> **Given passage**:

Volume 4 Supplement 1
Limiting the risk of immunogenicity by identification and removal of T-cell epitopes (DeImmunisation™)
© Author(s); licensee BioMed Central Ltd. 2004
Received: 28 April 2004
Published: 1 July 2004
Immunogenicity of non-human proteins such as plant derived toxin molecules and bacterial enzymes provide an almost complete barrier to their clinical implementation as novel therapeutic strategies for cancer. It is also recognised that the immunogenicity associated with therapeutic antibodies and certain human proteins can also limit their clinical effectiveness. For therapeutic antibodies a number of engineering options exist, and clearly have in part been developed to address the issue of immunogenicity. Examples include "classic" humanisation by CDR engraftment, use of human Ig libraries such as phage display systems and human Ig transgenic mice. However, in each case there should be an expectation that these can all result in antibodies still capable of eliciting an immune response in certain patients. This is connected to the process of affinity maturation during antibody generation that inevitably results in antibodies to which patients may not be naturally tolerant. Underlying this process is the presentation of T-helper peptide epitopes derived from the intracellular processing of the therapeutic antibody. Foreign T-cell epitopes are also present in plant toxins and bacterial enzymes and will cause a sustained immune response and the generation of immunological memory.
Our approach at Biovation has been the development of what we have termed DeImmunisation™ technology. This involves the identification and removal of helper T-cell epitopes from therapeutic antibody and protein candidates. We use ex-vivo human T-cell assays in a variety of formats to identify the T-cell epitopes, to direct the substitution of residues within epitopes and also to validate successful removal of epitopes from the protein.

> **Prompt 1**:
Answer these questions from the abstract on DeImmunisation:
(a) On what date was it received?
(b) At which company was the DeImmunisation™ technology developed?
(c) What kind of assays are used to identify the T-cell epitopes?
> **Prompt 2**: Rewrite as a list the paragraph of the abstract on DeImmunisation that begins "Our approach at Biovation", keeping its main facts.
> **Prompt 3**: Revise the abstract on DeImmunisation from "Our approach at" up to and including "from the protein.", replacing "residues" with "amino acids".
The data that comes next is separate material with no connection to the abstract on DeImmunisation.

> **Excerpted records**:
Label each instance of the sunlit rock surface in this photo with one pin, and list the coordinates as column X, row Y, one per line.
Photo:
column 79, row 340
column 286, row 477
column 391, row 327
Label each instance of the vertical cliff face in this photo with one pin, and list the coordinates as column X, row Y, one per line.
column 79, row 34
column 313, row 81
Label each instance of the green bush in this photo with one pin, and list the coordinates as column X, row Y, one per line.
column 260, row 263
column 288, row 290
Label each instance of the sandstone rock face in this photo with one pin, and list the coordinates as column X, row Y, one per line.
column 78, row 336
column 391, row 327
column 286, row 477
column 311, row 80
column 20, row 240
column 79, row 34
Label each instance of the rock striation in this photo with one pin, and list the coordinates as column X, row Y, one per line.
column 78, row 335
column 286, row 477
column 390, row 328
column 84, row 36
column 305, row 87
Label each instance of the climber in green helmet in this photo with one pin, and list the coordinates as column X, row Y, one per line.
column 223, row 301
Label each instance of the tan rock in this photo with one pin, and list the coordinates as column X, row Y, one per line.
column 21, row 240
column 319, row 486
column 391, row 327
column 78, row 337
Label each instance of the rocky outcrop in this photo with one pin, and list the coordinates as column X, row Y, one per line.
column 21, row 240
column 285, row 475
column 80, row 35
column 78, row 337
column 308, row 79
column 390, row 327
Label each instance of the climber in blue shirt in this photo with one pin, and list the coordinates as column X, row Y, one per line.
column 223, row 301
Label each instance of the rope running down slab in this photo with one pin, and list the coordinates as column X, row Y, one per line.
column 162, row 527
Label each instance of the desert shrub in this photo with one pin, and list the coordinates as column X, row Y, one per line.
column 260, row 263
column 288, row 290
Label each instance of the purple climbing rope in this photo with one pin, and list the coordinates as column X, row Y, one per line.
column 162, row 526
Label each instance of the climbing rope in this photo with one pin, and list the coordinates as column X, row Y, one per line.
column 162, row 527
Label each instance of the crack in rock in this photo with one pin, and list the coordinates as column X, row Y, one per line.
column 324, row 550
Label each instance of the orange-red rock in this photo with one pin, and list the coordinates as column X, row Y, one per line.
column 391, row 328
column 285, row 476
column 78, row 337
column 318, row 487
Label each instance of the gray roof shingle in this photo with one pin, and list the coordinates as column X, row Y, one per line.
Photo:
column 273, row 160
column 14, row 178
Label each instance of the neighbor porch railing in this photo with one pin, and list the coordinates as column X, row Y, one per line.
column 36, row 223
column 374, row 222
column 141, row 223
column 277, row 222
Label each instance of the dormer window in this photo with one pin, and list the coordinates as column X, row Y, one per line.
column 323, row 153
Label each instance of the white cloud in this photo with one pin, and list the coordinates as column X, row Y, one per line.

> **Output 1**:
(a) 28 April 2004
(b) Biovation
(c) Ex-vivo human T-cell assays, in a variety of formats

> **Output 2**:
- Biovation developed a technology it calls DeImmunisation™.
- It identifies and removes helper T-cell epitopes from therapeutic antibody and protein candidates.
- Ex-vivo human T-cell assays, in a variety of formats, are used to:
  - identify the T-cell epitopes
  - direct the substitution of residues within epitopes
  - validate successful removal of epitopes from the protein

> **Output 3**:
Our approach at Biovation has been the development of what we have termed DeImmunisation™ technology. This involves the identification and removal of helper T-cell epitopes from therapeutic antibody and protein candidates. We use ex-vivo human T-cell assays in a variety of formats to identify the T-cell epitopes, to direct the substitution of amino acids within epitopes and also to validate successful removal of epitopes from the protein.